BEGIN READING TEXT
Establishments are not required to submit their recall procedures to FSIS. They must, however, make the written recall procedures available for copying.

Existing large establishments will have six months from the date of publication of this final rule to implement it and prepare recall plans. Small and very small establishments will have one year.

The Agency is amending 9 CFR part 304.3 and 9 CFR part 381.22 to require that before being granted federal inspection, an establishment must have developed written recall procedures as required by part 418 of Title 9, Chapter III chapter.

Agreeing with comments that the documenting of HACCP reassessments is beneficial, FSIS is requiring that establishments document each reassessment of the HACCP plan and the reasons for any changes or for not changing. For annual reassessments, however, if no changes are deemed necessary, documentation is not needed.

While both USDA and FDA are focusing efforts and regulations on prevention, more coordination between the two could make life easier for those who must report to both. The addition of FSIS’ new notification requirement, which has no alignment with FDA’s RFR has, once again, created duplication of obligation for those who process or manufacturer products that include both FDA- and USDA-regulated ingredients. And with different reporting standards between the two, it seems to be moving the industry backward in documentation rather than forward.
END READING TEXT
BEGIN EXTRACTED RECORDS
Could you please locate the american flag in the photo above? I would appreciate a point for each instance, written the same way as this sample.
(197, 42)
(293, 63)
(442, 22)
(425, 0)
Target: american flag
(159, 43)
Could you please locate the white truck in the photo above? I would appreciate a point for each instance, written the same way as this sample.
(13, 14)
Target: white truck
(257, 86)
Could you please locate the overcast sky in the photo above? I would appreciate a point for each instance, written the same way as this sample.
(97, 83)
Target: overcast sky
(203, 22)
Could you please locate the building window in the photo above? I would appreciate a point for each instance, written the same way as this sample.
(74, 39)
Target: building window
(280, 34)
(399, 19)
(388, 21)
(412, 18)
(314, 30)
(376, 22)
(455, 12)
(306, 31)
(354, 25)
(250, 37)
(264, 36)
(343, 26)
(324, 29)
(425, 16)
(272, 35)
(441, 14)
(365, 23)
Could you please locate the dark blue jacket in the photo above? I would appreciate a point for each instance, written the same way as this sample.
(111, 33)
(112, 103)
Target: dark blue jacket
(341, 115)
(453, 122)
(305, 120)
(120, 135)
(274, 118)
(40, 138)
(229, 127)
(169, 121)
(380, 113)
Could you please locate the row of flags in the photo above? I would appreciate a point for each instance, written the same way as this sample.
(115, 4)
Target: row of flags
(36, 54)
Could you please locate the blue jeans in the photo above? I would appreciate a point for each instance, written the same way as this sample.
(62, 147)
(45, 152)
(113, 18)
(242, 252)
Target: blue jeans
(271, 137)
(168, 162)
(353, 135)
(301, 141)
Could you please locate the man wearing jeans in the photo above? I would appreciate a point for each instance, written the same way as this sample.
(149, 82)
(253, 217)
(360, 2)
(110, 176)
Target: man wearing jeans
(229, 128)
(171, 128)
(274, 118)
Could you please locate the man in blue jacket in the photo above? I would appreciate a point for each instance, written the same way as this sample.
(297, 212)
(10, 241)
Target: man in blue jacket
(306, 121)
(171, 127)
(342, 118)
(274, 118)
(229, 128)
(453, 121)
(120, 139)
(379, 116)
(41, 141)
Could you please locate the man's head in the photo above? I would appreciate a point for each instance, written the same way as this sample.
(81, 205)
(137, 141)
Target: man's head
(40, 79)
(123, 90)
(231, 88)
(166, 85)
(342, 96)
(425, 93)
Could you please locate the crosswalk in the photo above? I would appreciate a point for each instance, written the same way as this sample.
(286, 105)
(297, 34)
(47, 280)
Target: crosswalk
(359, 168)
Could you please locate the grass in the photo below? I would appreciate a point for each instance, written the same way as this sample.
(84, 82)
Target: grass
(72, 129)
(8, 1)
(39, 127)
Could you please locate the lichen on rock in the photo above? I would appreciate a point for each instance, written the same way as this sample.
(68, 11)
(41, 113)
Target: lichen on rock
END EXTRACTED RECORDS
◆ SET OF TASKS
(1) From the passage on FSIS recall rules above the entries, set down the portion that begins at the words "The Agency is" and stops after "is not needed.".
(2) Take the passage on FSIS recall and reassessment rules further, starting after its last sentence.

◆ RESPONSES IN ORDER
(1)
The Agency is amending 9 CFR part 304.3 and 9 CFR part 381.22 to require that before being granted federal inspection, an establishment must have developed written recall procedures as required by part 418 of Title 9, Chapter III chapter.

Agreeing with comments that the documenting of HACCP reassessments is beneficial, FSIS is requiring that establishments document each reassessment of the HACCP plan and the reasons for any changes or for not changing. For annual reassessments, however, if no changes are deemed necessary, documentation is not needed.

(2)
E. coli and HACCP

The other two areas in which USDA also issued new policy are:

Earlier, more expansive traceback. FSIS is proposing a new procedure to be implemented when federal or state sampling finds raw beef presumptive positive for Escherichia coli (E. coli) O157:H7. The proposed procedure means that FSIS will no longer wait for a confirmed positive; rather when presumptivepositive test results in its routine sampling indicate E. coli O157:H7 contamination, it will move quickly to identify the supplier of the product and any processors who received contaminated product from the supplier, once confirmation is re
ceived. It is expected that this change will reduce response time by 24 to 48 hours.As a commentary on this policy, it is interesting given the June start date for testing of six other serotypes of Shiga Toxin Producing E. coli  (STEC) this policy change only appears to impact O157:H7 which appears to be a bit of a disconnect between FSIS policies.

Draft Guidance for HACCP Validation: The guidance defines the steps that are necessary to validate one’s HACCP systems, that is, to establish that the HACCP systems will work as designed to control the food safety hazards that they confront.  The draft guidance document is available for comment.Historically, FSIS moved ahead of FDA in terms of preventive control requirements in the mid 90′s with the meat and poultry HACCP requirements.  The signing of FSMA in 2011 moved FDA back out in front in terms of preventive control requirements, but we are now seeing FSIS snatch back the lead in certain key areas, namely what food companies are required to report in terms of adulterated or misbranded product, as well as early reaction to presumptive-positive testing results. While the food industry clearly understand the need to prevent problems, not just react to them, it would make life a whole lot less confusing if FDA and FSIS were consistent in their approaches – even allowing for statutory differences.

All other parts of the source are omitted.